● What you need to do
In the listing below, find each line with the string "wheel" and return it.

● Data extracts
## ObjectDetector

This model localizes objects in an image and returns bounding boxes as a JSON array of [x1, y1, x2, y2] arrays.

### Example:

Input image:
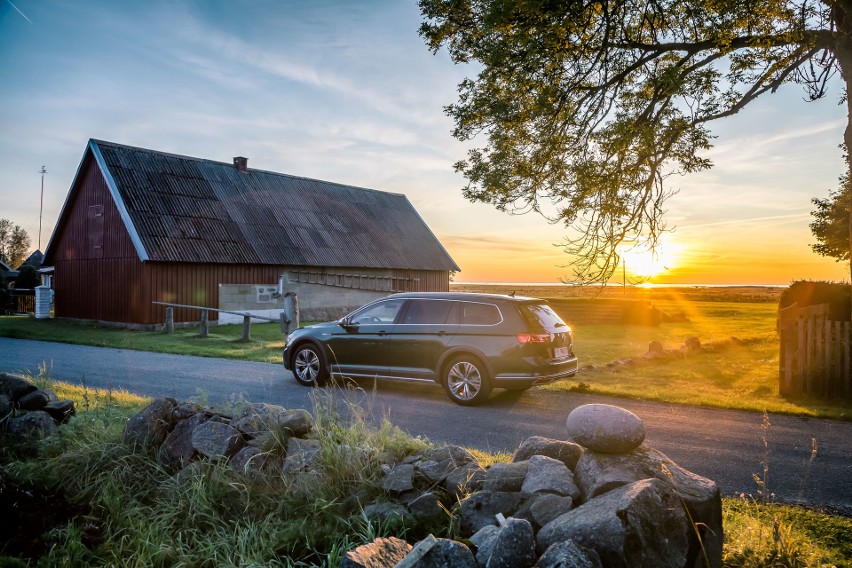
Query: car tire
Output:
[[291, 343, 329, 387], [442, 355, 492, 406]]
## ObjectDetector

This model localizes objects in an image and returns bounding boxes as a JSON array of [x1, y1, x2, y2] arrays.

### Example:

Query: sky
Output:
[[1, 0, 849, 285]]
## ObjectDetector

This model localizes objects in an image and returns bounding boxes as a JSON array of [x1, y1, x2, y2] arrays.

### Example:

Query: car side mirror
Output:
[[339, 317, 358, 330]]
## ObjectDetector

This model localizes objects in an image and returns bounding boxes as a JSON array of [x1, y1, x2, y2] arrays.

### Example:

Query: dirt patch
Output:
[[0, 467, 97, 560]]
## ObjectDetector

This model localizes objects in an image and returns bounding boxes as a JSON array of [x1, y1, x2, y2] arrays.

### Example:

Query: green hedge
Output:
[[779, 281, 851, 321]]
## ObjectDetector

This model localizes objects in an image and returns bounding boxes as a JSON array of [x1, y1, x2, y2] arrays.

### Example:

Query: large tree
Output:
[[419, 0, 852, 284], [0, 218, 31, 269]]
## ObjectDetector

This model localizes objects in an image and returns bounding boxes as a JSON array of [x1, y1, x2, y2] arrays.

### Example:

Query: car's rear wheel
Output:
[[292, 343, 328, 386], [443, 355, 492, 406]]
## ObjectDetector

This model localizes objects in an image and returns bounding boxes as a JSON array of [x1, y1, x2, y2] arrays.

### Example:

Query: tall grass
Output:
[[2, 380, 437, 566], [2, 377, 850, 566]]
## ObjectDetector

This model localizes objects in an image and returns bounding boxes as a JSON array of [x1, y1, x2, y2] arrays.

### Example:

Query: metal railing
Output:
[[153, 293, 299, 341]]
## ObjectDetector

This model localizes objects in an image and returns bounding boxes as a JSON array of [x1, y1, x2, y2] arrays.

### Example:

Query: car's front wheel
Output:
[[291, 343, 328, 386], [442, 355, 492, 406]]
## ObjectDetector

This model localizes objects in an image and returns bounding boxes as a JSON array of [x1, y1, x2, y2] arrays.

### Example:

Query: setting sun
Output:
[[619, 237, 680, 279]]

...

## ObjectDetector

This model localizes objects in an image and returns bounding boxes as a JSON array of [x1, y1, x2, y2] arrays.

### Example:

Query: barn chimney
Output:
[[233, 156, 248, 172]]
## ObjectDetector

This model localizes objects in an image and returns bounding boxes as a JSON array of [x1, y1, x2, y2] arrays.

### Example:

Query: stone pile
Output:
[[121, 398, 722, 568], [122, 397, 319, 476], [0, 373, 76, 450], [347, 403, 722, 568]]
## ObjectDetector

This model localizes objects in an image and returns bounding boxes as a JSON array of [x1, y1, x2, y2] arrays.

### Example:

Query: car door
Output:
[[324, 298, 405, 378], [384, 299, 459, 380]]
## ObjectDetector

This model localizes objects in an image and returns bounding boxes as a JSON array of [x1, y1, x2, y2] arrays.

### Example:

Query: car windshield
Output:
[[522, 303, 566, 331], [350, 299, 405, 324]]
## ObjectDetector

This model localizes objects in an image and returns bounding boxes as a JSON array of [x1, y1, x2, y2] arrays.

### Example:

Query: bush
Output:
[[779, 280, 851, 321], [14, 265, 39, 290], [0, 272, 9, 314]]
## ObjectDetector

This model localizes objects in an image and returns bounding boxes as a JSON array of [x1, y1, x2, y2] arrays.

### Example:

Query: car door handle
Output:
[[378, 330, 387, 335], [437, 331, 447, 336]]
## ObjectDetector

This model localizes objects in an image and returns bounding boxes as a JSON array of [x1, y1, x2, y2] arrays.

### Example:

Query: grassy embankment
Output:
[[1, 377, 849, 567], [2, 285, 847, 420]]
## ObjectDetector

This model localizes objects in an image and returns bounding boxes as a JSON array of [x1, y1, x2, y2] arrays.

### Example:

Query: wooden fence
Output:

● Written reply
Query: car's rear wheel
Query: car's front wheel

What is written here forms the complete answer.